* Stated exercise
Gather every line in the rows below that contains the string "green" and copy each one.

**** Provided records ****

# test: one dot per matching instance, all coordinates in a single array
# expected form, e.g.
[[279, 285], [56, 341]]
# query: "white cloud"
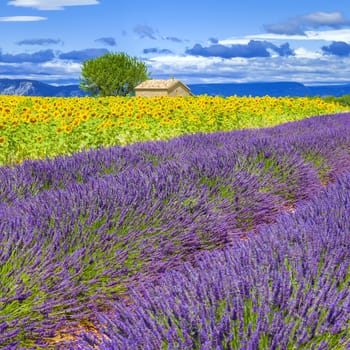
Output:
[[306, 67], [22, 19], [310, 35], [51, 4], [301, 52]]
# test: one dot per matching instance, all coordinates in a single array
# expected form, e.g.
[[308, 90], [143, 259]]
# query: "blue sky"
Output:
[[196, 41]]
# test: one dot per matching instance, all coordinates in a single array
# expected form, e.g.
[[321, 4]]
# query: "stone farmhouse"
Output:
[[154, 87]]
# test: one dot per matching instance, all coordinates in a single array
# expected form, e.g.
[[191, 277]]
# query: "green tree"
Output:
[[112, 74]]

****
**** Provided records ****

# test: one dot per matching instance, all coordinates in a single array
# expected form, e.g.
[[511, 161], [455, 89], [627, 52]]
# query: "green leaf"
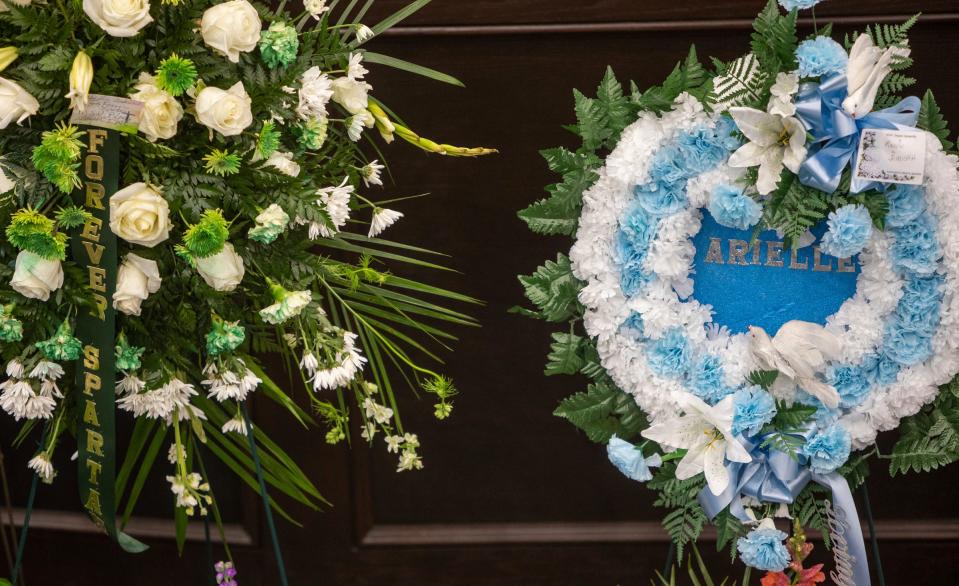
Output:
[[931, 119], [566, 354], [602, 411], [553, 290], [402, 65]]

****
**** Provided records ****

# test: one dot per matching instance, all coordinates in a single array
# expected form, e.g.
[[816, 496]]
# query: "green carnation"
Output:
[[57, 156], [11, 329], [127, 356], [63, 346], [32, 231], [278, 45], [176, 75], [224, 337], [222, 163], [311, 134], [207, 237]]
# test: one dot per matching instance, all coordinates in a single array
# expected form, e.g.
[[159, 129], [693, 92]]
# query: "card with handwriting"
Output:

****

* Correct output
# query: "green tree"
# query: "green leaf"
# query: "green carnation"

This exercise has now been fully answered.